## [Provided records]
· · · ·

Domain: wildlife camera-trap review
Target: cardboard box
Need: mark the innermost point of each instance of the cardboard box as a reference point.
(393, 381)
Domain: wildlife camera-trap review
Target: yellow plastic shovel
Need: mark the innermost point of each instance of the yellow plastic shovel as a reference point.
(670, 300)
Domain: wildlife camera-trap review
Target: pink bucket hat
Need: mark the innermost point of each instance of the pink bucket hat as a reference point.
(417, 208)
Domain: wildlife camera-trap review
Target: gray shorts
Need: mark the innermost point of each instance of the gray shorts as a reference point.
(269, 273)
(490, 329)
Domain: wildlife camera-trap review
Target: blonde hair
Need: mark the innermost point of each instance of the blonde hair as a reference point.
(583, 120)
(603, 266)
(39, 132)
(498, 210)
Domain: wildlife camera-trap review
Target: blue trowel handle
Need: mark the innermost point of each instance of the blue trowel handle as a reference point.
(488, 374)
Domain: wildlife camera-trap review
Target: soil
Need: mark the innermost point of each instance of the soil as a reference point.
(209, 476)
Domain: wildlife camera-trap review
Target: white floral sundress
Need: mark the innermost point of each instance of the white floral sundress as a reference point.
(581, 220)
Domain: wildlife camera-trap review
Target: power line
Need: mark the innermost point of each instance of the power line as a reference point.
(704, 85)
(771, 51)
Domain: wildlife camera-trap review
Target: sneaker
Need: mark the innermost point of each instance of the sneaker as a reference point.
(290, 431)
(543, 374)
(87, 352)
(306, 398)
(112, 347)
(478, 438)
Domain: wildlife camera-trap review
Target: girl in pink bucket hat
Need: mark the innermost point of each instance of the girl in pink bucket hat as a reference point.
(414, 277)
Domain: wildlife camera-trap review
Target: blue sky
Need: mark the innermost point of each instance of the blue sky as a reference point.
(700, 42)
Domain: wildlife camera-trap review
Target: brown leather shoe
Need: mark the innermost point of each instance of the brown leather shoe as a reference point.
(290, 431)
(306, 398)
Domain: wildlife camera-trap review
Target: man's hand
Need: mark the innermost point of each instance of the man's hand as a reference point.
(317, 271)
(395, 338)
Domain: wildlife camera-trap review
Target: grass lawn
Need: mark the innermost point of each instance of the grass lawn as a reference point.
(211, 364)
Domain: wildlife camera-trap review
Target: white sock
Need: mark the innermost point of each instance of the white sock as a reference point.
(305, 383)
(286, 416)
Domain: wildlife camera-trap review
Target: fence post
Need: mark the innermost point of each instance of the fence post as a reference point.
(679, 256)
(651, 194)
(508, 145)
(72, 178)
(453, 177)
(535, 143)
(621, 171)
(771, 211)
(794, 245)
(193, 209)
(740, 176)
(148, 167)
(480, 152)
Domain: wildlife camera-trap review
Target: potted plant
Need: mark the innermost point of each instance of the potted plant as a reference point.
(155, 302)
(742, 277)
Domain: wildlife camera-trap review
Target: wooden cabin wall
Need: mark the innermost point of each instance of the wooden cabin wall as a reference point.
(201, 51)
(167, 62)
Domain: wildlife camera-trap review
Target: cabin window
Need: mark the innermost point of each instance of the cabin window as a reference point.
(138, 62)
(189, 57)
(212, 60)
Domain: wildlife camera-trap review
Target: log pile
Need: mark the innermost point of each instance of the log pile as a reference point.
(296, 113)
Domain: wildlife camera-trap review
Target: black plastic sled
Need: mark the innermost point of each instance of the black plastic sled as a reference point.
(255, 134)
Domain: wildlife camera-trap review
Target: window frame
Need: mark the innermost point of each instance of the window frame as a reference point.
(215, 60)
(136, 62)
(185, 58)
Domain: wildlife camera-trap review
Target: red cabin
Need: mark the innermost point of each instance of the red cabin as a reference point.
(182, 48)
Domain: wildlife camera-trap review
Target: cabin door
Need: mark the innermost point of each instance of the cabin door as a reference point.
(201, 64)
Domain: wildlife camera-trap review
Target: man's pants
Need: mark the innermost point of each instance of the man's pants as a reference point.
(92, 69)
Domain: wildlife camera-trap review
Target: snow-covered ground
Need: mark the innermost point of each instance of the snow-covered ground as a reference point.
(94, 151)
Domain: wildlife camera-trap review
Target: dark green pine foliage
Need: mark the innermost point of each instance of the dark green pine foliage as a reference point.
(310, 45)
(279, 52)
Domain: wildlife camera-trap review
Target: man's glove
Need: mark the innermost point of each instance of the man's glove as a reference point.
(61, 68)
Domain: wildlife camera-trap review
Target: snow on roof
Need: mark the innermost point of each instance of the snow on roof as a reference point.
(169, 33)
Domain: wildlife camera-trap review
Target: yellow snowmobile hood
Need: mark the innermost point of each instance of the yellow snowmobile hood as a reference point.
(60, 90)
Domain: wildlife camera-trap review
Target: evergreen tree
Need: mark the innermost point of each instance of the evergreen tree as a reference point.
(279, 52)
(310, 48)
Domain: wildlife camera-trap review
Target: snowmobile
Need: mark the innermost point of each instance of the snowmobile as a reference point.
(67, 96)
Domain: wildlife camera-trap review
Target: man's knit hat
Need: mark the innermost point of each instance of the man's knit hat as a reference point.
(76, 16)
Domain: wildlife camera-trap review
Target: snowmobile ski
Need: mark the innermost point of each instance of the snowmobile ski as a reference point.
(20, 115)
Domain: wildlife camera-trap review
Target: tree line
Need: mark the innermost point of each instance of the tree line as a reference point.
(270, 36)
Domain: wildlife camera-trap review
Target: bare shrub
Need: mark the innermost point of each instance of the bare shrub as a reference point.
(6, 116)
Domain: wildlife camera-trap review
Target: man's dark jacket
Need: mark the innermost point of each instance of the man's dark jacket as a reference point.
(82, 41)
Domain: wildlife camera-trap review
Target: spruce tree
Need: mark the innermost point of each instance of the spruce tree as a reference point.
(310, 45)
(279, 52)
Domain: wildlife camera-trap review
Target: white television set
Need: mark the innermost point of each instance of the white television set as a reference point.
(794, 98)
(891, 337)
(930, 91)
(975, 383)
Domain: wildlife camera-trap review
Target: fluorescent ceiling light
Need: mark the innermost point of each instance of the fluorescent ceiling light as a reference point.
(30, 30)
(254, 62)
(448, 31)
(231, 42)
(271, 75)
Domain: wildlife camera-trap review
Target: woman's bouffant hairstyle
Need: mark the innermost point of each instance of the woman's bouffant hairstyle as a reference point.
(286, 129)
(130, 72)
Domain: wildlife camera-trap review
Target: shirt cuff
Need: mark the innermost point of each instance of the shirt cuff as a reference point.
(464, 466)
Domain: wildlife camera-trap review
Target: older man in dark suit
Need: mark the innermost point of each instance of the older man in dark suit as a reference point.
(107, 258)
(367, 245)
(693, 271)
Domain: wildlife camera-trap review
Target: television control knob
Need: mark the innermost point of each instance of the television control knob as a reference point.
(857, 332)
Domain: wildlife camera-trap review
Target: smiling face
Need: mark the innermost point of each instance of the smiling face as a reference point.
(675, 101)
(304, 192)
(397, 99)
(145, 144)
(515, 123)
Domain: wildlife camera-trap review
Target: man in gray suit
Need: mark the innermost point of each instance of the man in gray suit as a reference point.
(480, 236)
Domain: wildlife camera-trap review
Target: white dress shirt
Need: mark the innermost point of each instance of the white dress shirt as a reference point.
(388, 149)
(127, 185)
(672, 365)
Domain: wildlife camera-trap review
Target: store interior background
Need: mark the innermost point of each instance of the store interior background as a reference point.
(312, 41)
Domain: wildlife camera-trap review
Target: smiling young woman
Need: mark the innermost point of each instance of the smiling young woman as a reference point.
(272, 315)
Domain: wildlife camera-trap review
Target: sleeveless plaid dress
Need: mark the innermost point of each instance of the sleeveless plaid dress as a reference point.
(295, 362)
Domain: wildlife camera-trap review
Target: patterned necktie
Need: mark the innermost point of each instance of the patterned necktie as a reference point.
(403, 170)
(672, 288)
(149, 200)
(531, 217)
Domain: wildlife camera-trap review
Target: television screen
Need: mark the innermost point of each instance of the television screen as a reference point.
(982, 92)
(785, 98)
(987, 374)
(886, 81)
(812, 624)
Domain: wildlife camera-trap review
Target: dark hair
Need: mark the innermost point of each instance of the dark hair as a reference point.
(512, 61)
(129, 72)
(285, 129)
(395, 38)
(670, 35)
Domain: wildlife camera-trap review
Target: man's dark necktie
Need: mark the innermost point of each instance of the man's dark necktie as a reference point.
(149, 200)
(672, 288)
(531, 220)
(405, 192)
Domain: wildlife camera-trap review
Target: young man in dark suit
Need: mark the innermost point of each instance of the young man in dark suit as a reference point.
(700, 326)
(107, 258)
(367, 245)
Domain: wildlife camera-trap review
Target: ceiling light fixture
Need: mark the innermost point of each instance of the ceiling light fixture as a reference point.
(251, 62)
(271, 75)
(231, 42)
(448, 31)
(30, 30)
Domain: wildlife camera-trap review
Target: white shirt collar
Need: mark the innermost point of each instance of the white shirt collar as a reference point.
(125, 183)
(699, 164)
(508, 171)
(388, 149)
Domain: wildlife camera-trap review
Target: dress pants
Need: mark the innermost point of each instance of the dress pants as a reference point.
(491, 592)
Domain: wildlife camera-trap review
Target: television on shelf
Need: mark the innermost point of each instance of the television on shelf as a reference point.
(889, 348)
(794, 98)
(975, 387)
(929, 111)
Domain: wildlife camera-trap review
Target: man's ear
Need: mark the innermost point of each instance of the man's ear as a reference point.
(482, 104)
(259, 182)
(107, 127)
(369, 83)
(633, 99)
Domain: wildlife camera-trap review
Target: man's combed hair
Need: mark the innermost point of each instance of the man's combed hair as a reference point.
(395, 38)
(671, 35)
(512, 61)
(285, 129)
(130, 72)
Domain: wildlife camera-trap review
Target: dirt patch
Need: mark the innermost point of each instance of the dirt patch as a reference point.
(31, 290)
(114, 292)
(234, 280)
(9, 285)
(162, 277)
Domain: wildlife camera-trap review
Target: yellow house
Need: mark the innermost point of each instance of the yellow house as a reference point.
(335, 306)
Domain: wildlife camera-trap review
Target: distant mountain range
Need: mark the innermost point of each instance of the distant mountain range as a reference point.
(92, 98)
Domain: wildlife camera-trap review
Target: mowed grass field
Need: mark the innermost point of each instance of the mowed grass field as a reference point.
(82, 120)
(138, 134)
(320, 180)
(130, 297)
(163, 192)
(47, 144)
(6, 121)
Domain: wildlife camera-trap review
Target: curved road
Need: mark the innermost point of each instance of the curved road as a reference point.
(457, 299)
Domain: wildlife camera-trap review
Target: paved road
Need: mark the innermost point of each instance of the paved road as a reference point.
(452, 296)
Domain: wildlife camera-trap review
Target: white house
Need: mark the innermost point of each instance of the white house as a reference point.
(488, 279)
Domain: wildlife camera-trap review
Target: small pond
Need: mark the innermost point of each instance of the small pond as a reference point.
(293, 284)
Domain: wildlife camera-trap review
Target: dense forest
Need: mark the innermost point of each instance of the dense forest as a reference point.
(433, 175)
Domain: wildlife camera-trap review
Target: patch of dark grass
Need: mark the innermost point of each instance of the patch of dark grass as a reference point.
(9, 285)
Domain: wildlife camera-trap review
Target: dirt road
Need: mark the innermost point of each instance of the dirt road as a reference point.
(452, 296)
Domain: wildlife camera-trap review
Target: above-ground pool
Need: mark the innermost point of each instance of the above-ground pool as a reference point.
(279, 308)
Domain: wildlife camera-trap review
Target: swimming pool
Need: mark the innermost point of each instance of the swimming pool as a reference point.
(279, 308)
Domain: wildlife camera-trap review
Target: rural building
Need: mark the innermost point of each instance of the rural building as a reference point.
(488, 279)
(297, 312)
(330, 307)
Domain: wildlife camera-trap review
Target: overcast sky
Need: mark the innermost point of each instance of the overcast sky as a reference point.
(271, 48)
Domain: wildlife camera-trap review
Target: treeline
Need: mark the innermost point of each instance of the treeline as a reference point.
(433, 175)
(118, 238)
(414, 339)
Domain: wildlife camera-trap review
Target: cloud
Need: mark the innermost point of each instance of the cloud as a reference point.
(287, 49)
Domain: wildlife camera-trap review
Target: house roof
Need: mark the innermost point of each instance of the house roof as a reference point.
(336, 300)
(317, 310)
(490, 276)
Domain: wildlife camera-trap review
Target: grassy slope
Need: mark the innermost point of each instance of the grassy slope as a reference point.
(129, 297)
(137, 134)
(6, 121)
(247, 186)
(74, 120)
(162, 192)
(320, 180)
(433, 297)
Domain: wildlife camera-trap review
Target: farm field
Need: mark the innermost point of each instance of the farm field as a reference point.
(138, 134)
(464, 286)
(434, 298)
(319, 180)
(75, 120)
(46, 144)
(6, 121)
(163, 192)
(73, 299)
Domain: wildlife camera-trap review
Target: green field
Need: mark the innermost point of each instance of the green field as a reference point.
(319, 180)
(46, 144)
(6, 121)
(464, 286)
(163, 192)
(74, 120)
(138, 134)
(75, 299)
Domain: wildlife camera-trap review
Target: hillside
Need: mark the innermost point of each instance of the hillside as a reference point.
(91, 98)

· · · ·

## [Task description]
Copy each line of the records that contains the string "pine".

## [Response to this task]
Target: dark green pine foliage
Need: mark the innermost point of each instance of the dark green pine foliage as a reference point.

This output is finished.